— BEGIN —

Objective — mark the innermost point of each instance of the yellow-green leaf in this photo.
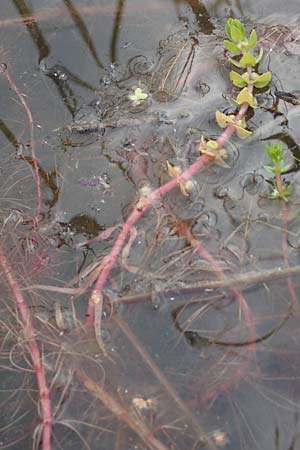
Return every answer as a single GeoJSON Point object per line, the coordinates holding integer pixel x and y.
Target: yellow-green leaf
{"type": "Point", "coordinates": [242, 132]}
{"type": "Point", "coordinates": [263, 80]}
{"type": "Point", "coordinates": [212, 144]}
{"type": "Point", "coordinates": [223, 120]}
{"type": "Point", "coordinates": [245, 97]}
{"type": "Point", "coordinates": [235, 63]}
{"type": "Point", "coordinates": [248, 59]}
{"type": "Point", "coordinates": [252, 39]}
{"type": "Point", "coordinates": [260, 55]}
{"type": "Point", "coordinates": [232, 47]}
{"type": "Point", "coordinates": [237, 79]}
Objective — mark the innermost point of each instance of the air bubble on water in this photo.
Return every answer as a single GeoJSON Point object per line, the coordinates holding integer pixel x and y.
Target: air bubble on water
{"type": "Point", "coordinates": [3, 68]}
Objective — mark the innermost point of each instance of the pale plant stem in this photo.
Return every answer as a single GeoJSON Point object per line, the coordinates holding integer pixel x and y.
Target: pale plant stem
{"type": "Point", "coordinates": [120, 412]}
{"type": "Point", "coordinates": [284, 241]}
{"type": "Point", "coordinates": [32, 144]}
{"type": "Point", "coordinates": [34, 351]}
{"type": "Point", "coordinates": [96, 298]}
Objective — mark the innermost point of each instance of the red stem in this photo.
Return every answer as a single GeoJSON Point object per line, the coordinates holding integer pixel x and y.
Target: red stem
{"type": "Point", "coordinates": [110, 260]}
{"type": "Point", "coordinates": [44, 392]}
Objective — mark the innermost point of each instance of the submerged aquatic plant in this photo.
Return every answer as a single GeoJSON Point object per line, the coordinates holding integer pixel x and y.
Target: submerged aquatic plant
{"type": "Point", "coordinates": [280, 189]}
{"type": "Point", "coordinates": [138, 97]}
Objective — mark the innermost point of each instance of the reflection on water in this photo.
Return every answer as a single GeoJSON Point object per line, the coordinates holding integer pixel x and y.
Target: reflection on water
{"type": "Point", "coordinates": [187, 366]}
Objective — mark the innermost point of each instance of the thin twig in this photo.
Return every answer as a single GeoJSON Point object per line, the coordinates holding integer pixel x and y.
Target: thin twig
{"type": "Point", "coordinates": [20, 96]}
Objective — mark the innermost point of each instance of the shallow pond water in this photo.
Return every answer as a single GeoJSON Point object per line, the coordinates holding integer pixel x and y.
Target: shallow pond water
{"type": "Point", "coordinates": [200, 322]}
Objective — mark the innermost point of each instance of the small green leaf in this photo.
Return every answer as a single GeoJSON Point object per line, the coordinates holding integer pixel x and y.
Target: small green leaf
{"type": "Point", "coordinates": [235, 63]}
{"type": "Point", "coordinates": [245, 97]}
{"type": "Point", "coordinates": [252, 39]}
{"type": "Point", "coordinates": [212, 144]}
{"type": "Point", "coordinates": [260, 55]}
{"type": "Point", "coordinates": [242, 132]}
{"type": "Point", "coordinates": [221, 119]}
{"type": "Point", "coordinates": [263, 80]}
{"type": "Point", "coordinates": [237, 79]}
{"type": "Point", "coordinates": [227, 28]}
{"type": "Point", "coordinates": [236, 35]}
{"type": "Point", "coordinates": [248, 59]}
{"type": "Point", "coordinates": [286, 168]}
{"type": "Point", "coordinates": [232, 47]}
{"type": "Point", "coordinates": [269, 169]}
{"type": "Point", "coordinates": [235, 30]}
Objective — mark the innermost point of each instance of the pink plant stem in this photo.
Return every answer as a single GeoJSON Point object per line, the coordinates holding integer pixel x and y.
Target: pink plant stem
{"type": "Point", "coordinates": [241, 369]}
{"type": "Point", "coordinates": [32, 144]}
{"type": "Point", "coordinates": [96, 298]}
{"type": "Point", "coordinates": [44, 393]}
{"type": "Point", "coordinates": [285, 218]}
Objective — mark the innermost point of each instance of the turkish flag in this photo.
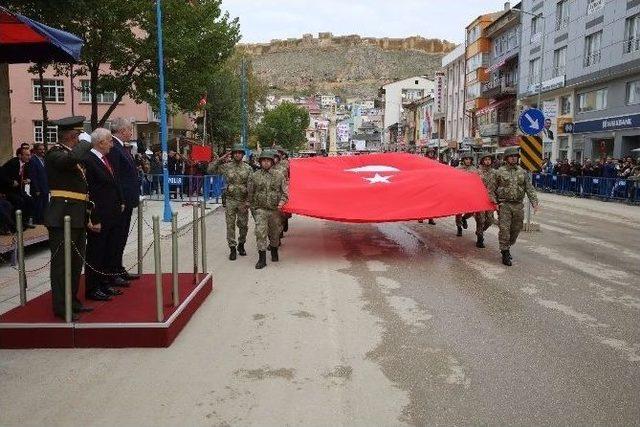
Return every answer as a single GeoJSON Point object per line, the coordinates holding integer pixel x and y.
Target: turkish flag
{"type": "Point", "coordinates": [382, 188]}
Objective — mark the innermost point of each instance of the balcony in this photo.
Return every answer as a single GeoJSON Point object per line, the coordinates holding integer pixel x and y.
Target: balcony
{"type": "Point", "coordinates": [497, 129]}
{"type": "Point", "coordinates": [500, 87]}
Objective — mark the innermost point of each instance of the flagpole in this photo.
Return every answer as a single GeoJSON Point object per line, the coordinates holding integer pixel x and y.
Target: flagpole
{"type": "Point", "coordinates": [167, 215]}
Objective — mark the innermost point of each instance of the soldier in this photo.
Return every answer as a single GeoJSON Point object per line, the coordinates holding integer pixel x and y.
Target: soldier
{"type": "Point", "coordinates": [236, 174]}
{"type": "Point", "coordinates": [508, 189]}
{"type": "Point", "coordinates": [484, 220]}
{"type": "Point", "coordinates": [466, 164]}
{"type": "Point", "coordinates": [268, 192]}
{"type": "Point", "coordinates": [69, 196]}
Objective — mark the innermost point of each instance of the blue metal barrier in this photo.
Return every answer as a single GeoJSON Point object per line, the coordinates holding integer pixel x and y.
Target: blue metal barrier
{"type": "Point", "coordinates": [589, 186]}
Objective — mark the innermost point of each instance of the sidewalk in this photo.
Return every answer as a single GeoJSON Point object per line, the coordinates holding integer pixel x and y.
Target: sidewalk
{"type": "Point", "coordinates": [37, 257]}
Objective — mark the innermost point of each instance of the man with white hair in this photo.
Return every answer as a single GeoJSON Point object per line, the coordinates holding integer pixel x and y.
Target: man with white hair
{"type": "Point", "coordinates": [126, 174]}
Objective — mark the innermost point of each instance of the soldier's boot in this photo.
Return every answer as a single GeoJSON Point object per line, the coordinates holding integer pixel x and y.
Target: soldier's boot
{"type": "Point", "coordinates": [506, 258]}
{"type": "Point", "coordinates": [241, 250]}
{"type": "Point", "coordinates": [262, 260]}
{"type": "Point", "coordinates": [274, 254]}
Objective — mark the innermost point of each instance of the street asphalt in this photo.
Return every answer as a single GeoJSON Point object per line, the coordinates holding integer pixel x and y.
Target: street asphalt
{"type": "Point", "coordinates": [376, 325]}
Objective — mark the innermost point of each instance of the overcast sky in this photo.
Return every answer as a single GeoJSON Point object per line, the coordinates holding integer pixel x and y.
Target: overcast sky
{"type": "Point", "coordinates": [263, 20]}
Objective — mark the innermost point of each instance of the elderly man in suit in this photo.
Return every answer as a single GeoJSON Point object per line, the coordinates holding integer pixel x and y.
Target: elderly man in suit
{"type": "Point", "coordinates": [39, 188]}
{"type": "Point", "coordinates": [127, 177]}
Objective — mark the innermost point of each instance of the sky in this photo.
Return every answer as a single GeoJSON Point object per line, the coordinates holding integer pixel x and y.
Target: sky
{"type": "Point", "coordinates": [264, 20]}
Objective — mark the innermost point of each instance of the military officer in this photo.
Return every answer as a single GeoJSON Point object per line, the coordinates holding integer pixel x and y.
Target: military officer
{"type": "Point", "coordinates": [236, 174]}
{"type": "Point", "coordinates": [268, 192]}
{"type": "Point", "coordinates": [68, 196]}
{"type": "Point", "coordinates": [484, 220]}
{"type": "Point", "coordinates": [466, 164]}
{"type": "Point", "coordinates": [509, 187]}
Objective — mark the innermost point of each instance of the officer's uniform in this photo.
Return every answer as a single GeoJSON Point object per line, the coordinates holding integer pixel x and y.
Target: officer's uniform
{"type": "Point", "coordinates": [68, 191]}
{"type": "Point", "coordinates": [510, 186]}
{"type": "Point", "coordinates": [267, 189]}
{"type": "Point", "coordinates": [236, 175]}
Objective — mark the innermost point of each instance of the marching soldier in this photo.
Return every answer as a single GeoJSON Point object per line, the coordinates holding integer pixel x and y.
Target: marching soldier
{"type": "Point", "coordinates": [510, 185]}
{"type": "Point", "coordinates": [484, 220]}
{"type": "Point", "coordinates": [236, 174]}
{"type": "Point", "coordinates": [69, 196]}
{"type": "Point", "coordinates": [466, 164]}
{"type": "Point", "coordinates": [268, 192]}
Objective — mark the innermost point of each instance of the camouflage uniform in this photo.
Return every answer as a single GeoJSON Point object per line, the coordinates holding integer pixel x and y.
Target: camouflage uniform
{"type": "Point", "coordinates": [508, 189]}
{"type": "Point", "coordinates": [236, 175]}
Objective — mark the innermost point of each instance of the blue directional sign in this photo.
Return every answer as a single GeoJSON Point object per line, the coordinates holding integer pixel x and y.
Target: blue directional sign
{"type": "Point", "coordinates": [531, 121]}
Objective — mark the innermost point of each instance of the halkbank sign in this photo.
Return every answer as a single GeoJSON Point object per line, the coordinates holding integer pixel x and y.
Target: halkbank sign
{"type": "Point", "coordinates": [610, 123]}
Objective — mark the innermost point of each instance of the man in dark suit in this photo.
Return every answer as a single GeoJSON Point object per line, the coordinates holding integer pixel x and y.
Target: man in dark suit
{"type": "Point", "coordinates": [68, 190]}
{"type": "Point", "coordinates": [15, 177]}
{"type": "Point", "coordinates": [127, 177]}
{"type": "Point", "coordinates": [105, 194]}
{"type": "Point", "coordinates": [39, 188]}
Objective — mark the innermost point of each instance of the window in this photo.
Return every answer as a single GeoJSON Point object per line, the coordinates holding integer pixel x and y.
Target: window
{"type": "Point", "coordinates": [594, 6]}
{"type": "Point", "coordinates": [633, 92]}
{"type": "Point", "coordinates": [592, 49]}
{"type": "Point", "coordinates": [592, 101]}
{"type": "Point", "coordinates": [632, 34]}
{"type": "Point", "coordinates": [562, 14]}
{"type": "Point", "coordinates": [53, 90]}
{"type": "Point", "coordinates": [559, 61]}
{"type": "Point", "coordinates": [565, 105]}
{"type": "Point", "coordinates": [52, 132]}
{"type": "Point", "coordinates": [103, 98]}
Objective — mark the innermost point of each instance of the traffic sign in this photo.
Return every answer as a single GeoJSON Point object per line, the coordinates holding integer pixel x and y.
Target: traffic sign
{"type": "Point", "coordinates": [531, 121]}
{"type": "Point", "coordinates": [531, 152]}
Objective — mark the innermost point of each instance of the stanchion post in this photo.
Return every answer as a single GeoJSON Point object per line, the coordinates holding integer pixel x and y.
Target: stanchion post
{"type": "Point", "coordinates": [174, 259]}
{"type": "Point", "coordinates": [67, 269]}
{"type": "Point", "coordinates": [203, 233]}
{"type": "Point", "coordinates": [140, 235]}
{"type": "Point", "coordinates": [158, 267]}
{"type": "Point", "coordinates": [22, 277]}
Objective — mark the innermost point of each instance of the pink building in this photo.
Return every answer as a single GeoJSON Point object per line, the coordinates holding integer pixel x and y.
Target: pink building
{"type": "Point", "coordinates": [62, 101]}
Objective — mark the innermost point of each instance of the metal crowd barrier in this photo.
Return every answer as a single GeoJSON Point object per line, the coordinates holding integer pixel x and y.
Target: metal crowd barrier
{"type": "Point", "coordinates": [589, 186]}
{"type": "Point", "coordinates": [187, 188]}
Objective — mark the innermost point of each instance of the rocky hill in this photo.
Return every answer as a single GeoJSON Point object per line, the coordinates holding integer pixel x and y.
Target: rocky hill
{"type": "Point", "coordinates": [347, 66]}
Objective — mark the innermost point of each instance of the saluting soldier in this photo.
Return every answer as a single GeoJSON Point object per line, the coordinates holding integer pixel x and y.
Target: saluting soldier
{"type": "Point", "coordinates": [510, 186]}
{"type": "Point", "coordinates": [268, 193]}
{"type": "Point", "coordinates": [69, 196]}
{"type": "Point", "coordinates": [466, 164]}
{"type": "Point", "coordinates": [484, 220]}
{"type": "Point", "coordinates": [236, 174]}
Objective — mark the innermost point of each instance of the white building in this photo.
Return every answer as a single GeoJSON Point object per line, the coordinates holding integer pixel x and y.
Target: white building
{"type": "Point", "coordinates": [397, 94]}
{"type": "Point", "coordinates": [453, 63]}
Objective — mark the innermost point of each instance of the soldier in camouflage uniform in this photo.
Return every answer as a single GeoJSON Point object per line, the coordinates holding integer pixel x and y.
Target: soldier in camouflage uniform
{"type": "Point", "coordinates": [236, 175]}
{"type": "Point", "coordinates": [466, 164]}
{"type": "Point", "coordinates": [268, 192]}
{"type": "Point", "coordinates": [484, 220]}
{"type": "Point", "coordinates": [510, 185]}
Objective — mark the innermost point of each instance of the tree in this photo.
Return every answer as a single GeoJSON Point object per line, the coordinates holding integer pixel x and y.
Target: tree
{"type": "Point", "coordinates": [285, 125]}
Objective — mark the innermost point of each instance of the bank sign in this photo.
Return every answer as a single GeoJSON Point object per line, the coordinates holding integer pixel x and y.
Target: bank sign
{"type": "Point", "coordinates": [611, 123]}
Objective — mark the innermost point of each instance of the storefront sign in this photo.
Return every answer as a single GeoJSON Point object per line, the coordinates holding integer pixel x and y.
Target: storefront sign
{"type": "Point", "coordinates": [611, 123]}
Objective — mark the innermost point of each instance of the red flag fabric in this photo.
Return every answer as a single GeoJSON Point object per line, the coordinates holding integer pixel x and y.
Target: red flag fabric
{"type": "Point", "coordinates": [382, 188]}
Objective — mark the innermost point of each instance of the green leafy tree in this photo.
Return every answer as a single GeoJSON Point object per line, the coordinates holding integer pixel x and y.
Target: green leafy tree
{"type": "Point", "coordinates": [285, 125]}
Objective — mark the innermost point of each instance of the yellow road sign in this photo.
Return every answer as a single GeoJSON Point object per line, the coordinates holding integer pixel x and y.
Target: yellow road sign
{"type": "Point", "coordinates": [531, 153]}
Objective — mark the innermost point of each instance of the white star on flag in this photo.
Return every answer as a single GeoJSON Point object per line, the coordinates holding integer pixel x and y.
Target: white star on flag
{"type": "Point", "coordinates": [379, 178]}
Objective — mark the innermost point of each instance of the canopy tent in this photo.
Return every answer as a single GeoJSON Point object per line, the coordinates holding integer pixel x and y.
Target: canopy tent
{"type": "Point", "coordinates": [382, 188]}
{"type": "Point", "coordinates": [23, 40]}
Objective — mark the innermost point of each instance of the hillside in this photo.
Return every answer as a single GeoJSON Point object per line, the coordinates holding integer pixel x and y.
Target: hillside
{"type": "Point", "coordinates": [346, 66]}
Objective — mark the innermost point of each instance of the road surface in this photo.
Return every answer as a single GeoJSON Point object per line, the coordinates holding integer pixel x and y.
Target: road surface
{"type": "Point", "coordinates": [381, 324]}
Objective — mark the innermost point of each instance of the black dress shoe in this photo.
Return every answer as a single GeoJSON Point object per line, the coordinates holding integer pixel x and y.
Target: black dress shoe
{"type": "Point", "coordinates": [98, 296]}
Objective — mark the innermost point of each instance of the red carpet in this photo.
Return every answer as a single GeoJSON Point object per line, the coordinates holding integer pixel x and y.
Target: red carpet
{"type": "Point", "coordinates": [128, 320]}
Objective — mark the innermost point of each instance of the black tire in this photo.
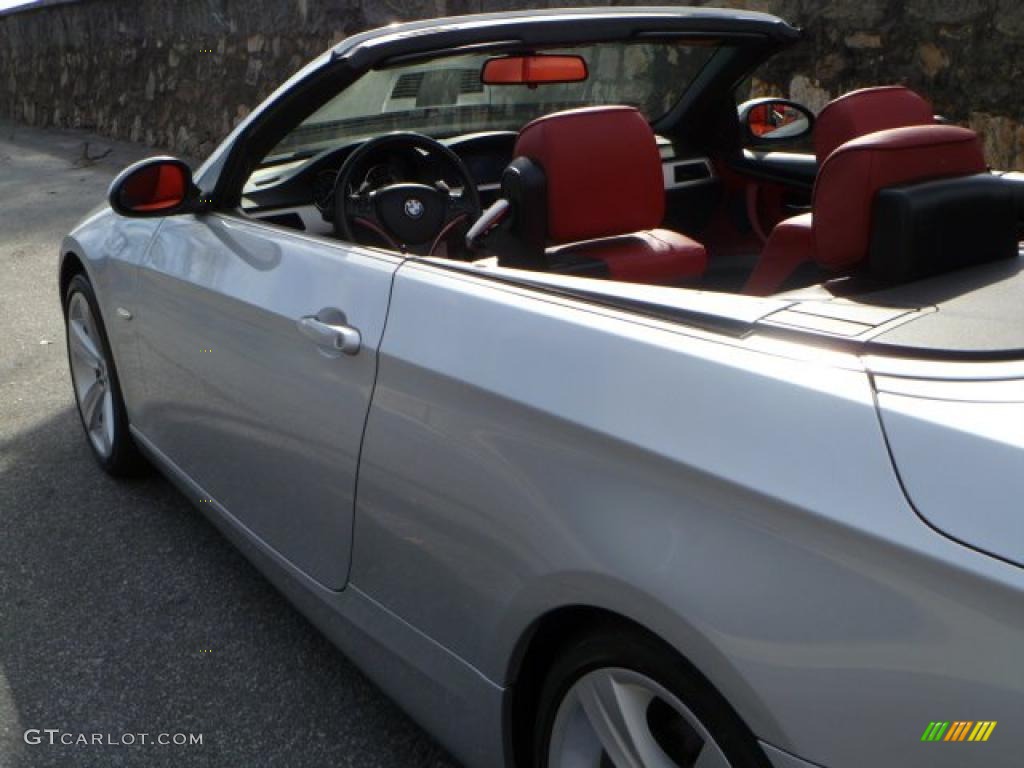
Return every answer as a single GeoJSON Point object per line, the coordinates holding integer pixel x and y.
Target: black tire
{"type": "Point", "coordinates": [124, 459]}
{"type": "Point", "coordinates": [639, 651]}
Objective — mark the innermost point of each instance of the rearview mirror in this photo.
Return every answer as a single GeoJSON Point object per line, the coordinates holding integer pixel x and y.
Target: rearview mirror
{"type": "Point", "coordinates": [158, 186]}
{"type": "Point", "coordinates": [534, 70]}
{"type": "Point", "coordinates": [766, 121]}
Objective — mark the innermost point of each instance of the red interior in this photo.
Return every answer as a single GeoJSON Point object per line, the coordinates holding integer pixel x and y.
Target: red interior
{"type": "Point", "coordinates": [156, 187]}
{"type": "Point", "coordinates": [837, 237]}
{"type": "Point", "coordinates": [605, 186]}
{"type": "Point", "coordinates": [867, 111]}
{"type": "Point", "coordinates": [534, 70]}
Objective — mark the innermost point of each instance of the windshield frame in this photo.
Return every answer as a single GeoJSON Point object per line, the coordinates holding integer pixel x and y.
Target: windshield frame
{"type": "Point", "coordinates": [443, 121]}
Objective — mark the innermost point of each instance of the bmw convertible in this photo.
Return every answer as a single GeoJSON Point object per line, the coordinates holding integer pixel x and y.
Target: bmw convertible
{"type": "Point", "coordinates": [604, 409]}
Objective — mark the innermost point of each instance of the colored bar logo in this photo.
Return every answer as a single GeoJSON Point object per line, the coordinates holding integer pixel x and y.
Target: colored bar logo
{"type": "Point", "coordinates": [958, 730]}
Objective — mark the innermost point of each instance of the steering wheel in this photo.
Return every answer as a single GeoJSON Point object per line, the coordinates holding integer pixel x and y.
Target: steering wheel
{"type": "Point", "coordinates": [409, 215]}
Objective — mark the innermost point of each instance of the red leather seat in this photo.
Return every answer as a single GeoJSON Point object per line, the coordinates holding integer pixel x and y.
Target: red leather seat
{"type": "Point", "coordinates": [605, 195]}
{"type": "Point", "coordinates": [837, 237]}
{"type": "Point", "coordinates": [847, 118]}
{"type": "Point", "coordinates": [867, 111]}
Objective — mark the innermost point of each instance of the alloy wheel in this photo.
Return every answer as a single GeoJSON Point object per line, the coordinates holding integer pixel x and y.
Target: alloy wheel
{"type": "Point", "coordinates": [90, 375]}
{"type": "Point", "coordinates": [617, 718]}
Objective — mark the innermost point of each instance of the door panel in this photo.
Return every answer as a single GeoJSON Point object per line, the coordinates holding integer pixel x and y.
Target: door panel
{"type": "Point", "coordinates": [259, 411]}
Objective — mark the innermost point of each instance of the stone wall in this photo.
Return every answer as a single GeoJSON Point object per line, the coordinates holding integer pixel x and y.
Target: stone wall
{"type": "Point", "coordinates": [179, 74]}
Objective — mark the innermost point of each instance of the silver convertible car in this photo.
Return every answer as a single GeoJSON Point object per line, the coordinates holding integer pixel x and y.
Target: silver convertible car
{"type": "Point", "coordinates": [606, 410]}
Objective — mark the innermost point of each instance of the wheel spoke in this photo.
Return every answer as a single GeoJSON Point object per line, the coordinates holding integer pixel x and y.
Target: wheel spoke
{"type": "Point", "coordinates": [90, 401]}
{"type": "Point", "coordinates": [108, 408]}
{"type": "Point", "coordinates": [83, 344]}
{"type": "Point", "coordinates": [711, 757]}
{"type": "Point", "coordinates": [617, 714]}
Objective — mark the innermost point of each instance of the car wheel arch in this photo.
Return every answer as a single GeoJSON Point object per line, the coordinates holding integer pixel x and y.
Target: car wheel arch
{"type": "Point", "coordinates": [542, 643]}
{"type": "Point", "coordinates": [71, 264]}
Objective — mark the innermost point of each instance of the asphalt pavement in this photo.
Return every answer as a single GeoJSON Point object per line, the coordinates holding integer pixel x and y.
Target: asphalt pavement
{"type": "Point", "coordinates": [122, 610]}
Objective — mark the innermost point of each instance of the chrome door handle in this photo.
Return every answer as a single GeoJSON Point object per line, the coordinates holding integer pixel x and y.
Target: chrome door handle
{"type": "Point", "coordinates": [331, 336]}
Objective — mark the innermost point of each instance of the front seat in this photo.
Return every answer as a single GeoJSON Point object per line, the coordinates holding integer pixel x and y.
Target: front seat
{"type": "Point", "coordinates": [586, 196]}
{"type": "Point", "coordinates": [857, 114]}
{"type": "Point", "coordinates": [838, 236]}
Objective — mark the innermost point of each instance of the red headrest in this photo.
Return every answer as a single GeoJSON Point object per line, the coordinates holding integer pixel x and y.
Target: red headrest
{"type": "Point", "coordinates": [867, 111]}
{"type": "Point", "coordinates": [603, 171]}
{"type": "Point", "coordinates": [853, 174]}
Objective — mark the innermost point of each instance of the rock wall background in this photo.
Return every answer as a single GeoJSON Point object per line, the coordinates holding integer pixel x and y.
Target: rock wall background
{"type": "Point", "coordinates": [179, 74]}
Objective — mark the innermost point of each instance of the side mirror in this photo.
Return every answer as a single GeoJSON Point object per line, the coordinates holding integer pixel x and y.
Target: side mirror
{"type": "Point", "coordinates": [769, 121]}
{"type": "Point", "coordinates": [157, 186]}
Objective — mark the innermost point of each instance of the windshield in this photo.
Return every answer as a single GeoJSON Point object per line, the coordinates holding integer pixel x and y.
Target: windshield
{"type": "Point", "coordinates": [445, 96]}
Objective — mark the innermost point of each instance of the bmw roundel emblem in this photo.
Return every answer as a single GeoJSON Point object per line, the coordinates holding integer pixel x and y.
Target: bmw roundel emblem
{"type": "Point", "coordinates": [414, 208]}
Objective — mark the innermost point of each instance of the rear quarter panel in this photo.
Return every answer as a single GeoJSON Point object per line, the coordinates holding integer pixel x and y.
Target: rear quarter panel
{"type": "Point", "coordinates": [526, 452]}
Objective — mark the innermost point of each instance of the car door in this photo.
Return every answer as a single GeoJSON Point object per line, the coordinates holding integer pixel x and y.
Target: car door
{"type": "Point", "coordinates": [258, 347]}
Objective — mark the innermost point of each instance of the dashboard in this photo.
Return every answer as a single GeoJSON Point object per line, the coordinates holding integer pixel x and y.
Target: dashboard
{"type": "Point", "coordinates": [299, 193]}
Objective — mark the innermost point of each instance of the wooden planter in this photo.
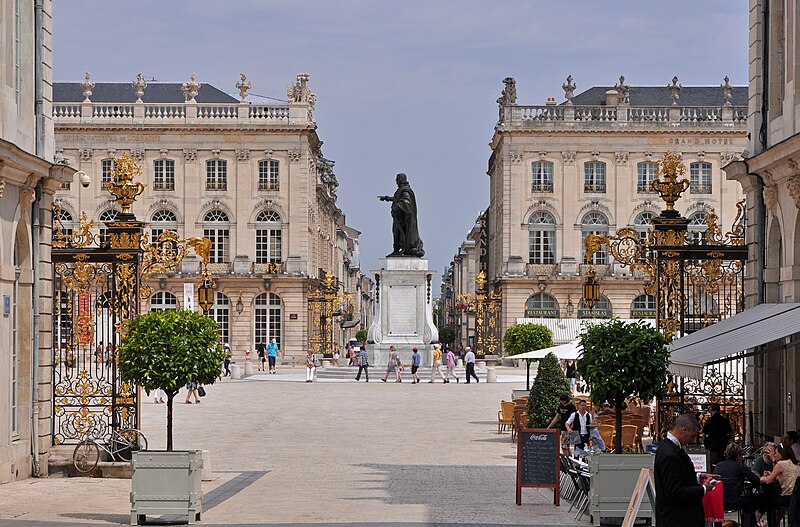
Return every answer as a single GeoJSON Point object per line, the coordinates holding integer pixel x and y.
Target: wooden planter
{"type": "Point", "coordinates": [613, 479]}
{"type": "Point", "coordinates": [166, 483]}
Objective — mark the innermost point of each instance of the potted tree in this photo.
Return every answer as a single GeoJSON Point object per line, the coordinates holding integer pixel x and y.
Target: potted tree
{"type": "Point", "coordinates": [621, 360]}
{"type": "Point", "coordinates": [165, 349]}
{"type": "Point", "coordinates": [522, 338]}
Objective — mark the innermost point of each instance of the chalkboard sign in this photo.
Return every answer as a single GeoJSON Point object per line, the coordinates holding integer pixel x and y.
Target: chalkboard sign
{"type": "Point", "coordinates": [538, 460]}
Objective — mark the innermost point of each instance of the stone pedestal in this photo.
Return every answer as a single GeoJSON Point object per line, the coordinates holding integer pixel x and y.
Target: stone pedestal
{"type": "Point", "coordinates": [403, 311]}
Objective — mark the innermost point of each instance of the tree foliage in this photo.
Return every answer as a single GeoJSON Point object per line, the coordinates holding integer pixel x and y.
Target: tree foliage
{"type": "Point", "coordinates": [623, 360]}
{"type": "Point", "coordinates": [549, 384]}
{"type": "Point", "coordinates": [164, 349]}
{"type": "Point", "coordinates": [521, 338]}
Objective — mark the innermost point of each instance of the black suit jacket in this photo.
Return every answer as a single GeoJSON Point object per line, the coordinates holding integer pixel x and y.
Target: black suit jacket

— END —

◆ Problem to work on: What are the lines from the one with "foliage in this photo." through the last line of the records above? Quote them exactly and add nothing.

◆ Expected answer:
Objective — mark the innermost point of each instance of the tree foliage in this photo.
Return every answer as a single GeoJSON Point object per line, the coordinates holding integer pixel x and y.
Target: tree foliage
{"type": "Point", "coordinates": [623, 360]}
{"type": "Point", "coordinates": [549, 384]}
{"type": "Point", "coordinates": [164, 349]}
{"type": "Point", "coordinates": [521, 338]}
Objective — mark the innermost point of each instance of the black suit jacket in this photo.
Return every answer as a single GeoJSON Point object per line, the coordinates holding integer pixel x and y.
Target: black suit jacket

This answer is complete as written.